---------- Listing ----------

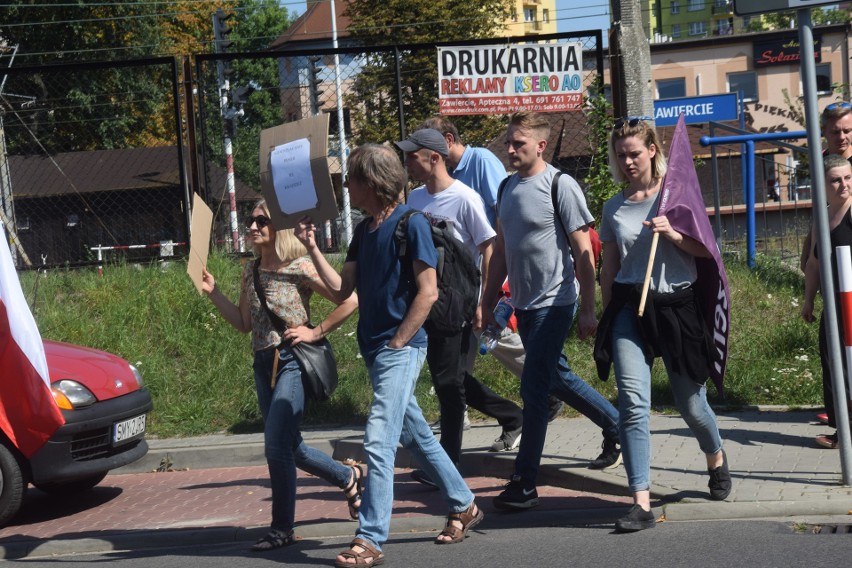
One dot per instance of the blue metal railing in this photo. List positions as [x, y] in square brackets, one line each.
[748, 181]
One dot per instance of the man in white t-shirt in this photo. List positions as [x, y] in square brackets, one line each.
[443, 198]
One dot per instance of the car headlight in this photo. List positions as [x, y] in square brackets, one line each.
[70, 394]
[136, 374]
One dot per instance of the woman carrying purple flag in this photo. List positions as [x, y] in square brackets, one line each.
[672, 324]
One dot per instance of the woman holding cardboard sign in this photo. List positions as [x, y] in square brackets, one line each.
[287, 279]
[630, 230]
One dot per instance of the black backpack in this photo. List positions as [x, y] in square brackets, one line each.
[458, 279]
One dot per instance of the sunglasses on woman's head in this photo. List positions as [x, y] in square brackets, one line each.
[833, 106]
[261, 221]
[631, 121]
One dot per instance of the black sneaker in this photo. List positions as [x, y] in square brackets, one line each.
[422, 477]
[637, 519]
[508, 441]
[555, 407]
[519, 494]
[720, 480]
[610, 456]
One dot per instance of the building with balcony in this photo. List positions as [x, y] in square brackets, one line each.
[531, 17]
[692, 19]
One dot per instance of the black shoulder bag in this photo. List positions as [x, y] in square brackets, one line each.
[319, 368]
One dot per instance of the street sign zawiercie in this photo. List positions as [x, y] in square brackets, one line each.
[749, 7]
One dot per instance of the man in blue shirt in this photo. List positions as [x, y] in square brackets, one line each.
[395, 296]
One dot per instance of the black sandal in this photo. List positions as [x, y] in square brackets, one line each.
[357, 483]
[274, 539]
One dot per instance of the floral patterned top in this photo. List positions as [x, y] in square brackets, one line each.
[288, 294]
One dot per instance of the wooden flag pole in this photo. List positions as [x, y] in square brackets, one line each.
[647, 283]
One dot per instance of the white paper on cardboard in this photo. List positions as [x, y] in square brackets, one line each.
[291, 176]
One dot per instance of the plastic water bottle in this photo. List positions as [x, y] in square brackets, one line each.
[489, 338]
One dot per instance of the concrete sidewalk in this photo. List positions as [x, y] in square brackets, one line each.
[215, 488]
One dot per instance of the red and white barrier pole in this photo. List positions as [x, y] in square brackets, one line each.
[843, 257]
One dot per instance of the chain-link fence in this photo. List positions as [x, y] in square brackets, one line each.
[100, 160]
[90, 162]
[369, 94]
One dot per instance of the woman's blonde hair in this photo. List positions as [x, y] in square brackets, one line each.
[287, 246]
[644, 132]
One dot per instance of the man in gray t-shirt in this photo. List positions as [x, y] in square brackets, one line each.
[534, 244]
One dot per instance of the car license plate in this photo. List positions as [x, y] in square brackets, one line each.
[128, 430]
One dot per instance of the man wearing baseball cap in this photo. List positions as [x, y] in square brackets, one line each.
[451, 358]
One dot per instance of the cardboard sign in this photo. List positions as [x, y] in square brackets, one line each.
[199, 242]
[294, 175]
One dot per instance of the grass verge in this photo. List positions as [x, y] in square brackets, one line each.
[198, 368]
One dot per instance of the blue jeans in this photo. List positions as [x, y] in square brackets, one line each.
[633, 375]
[396, 418]
[284, 448]
[546, 371]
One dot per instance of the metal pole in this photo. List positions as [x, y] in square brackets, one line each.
[749, 189]
[232, 194]
[397, 63]
[821, 231]
[346, 214]
[184, 180]
[716, 199]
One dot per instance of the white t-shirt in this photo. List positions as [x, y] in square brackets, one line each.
[461, 207]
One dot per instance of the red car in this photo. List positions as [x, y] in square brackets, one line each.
[105, 407]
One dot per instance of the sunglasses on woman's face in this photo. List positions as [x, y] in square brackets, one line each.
[261, 221]
[631, 121]
[833, 106]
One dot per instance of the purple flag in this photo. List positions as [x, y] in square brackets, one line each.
[682, 203]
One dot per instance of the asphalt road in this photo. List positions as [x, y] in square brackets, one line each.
[753, 544]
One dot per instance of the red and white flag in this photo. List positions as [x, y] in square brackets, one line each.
[28, 414]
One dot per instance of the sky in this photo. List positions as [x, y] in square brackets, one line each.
[569, 16]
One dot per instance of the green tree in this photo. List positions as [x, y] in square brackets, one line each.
[598, 181]
[373, 99]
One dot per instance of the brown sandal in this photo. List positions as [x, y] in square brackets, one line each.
[369, 556]
[357, 483]
[468, 519]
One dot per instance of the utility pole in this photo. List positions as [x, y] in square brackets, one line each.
[7, 210]
[221, 29]
[632, 90]
[341, 131]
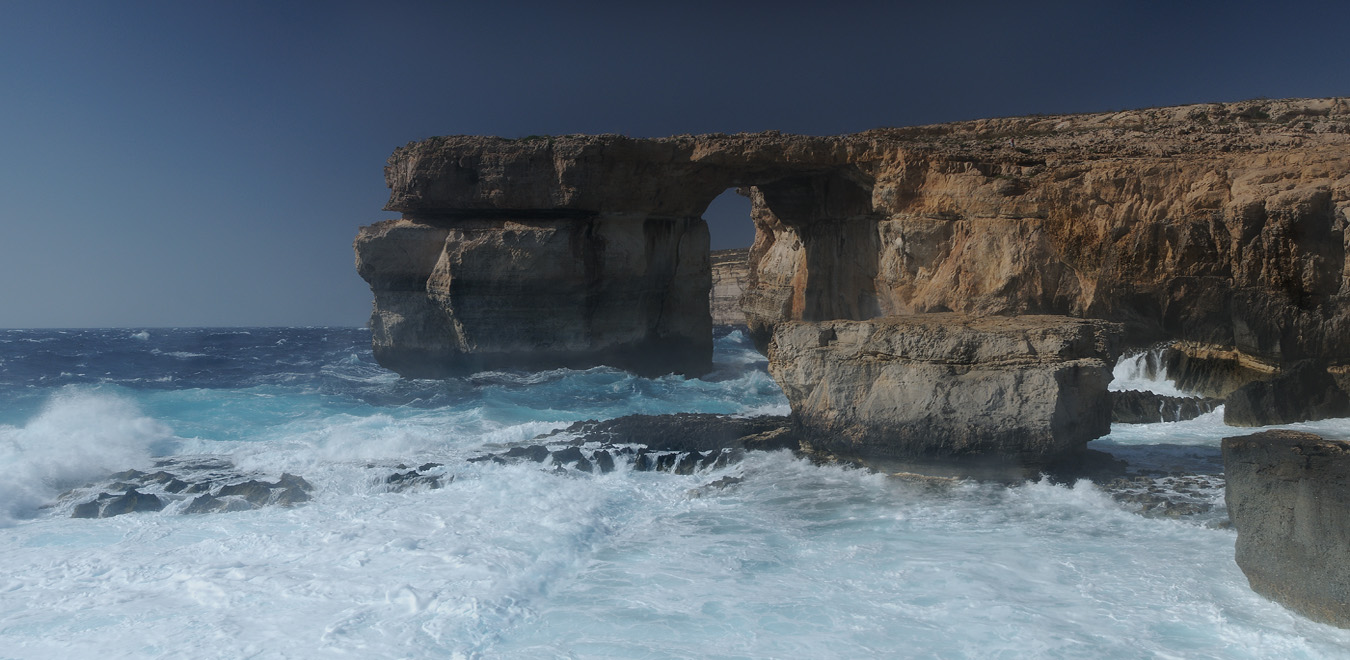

----------

Please list, word for word, each line in the material above that contains the word "metal".

One dot per instance of the blue metal railing in this photo. List positions as [x, y] in square brackets, one line each.
One dot per instance of the metal pole in this photo. List positions as [x, y] in square brackets, one line each.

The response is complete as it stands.